Records from a point-labeling set:
----

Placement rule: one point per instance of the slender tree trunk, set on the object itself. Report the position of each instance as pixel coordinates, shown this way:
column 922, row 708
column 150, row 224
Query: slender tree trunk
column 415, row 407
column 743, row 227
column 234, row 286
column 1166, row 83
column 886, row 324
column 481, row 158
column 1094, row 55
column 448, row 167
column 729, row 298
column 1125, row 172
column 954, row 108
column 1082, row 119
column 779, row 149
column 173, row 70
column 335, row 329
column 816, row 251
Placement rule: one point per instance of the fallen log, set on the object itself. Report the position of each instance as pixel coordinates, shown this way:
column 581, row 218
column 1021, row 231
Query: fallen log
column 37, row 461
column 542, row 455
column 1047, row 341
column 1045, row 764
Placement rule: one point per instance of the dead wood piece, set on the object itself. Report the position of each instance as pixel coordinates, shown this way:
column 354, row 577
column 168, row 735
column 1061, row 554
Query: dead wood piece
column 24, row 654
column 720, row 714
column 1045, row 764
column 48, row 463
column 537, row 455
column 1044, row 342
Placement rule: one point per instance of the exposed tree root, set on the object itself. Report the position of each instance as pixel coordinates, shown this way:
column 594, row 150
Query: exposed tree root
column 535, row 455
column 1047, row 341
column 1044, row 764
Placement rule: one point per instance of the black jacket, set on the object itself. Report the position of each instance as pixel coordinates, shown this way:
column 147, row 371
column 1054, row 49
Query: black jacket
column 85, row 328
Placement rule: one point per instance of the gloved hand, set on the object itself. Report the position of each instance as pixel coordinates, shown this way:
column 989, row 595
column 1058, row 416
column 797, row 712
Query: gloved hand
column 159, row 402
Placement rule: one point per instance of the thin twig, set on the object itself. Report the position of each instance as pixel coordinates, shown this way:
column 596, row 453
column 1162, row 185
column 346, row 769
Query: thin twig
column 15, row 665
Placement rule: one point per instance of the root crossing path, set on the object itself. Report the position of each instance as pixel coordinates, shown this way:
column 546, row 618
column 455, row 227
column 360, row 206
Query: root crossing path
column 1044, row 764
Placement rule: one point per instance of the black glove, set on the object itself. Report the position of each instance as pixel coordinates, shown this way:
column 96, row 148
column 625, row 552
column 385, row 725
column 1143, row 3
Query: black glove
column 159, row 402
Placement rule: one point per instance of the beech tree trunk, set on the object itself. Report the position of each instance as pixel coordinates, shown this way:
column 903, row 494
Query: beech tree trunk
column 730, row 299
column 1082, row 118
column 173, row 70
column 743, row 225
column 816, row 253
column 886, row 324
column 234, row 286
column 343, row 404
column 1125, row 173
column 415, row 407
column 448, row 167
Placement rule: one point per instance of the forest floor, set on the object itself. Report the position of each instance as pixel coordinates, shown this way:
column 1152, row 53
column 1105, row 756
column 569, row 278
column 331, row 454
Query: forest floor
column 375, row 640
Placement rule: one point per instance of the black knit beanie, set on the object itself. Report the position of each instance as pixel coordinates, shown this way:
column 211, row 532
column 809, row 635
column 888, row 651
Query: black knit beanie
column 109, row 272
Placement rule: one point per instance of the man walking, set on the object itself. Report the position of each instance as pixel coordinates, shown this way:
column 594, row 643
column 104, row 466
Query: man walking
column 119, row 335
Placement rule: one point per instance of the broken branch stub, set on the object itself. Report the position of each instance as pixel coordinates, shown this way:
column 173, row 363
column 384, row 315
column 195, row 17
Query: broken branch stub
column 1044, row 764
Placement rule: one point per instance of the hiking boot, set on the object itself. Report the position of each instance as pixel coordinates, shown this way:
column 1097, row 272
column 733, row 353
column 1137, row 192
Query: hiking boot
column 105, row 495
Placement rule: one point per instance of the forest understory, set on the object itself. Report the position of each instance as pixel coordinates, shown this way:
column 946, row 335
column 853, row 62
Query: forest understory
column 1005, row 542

----

= Problem to solve =
Rewrite all of the items above, changing every "Placement rule" to "Annotation rule" and keeping everything else the same.

= Worked answer =
Annotation rule: one point per instance of the slender tree trunk, set on the object itself. Report the position of each instance as pixel coordinates, shown this way:
column 922, row 708
column 150, row 224
Query: slender tree trunk
column 415, row 407
column 743, row 227
column 234, row 286
column 1166, row 83
column 886, row 324
column 481, row 158
column 1094, row 55
column 448, row 167
column 729, row 298
column 1125, row 172
column 954, row 108
column 1082, row 119
column 779, row 149
column 173, row 70
column 335, row 329
column 816, row 251
Annotation rule: one point per instance of the fallen log, set on the object itself. Report the position of each instance as pixel coordinates, shown this way:
column 581, row 218
column 1021, row 231
Query: fallen log
column 37, row 461
column 542, row 455
column 1047, row 341
column 1045, row 764
Annotation rule: one point per instance of the dead wood piece, set on the object itself. Report the position of each instance as pixel coordinates, shown this way:
column 354, row 577
column 168, row 735
column 1061, row 554
Query: dead wood piece
column 24, row 654
column 720, row 714
column 1045, row 764
column 48, row 463
column 537, row 455
column 1044, row 342
Annotation rule: one point per instance of the exposed tree root, set on the object itself. Report the position of each instance as pixel coordinates, shown this way:
column 594, row 150
Query: exposed tree root
column 535, row 455
column 1047, row 341
column 1044, row 764
Annotation rule: one point per instance of the black jacket, set on the object itself. Report the position of each instance as pixel coordinates, shown this way:
column 147, row 371
column 1054, row 49
Query: black jacket
column 85, row 328
Annotation rule: one point per instance of the gloved hand, set on the object itself. Report the position of each instance as pixel coordinates, shown this way:
column 989, row 595
column 1058, row 416
column 797, row 712
Query: gloved hand
column 159, row 402
Annotation rule: one point per instance of the thin twig, set on the object itself. Report the position of each instance as pixel coordinates, shown this way:
column 596, row 453
column 1162, row 185
column 346, row 769
Query: thin twig
column 15, row 665
Annotation rule: one point per instance of the root crossing path, set on the object itself. Report the position of each instance as pixel coordinates, shown this way:
column 546, row 618
column 455, row 227
column 360, row 206
Query: root crossing path
column 1044, row 764
Annotation rule: one point per instance of the black glove, set on the object itself. Report the position of each instance as pixel coordinates, shown this way:
column 96, row 148
column 625, row 552
column 385, row 725
column 1143, row 3
Query: black glove
column 159, row 402
Annotation rule: one point per instance of the beech tree trunk, set on the object itself. Report the position of each instance as pixel coordinates, shown this way:
column 903, row 494
Query: beech tree trunk
column 730, row 299
column 1082, row 118
column 173, row 70
column 743, row 225
column 816, row 253
column 886, row 324
column 234, row 286
column 343, row 404
column 1125, row 173
column 415, row 407
column 448, row 167
Annotation rule: one point per instance of the forest floor, set on the object itself. Report the position of each instance as pixel coordinates, shown this way:
column 1152, row 53
column 1105, row 756
column 569, row 278
column 331, row 454
Query: forest floor
column 375, row 640
Annotation rule: one point per instance of the black knit beanie, set on the object itself. Report the position of each instance as pixel coordinates, shown this way:
column 211, row 532
column 809, row 635
column 888, row 651
Query: black knit beanie
column 109, row 272
Annotation rule: one point per instance of the man walking, set on the object itself. Report the position of each instance as pixel coordinates, shown this way:
column 594, row 643
column 104, row 466
Query: man walking
column 119, row 335
Annotation rule: one point per instance of the broken branch stub, set on the object itself. Report the position of each instance as pixel coordinates, shown this way:
column 173, row 363
column 384, row 315
column 195, row 17
Query: broken branch stub
column 1044, row 764
Annotation rule: one point per instance of the hiking boot, set on the object itself. Report the position of each instance as pixel coordinates, shown this way:
column 1097, row 272
column 733, row 353
column 1137, row 192
Query: hiking boot
column 105, row 495
Annotation rule: one point per instance of the forest understory, set on the object itself. Report the position of each instance as pixel coordinates, shown this way:
column 946, row 335
column 853, row 62
Query: forest understory
column 1005, row 542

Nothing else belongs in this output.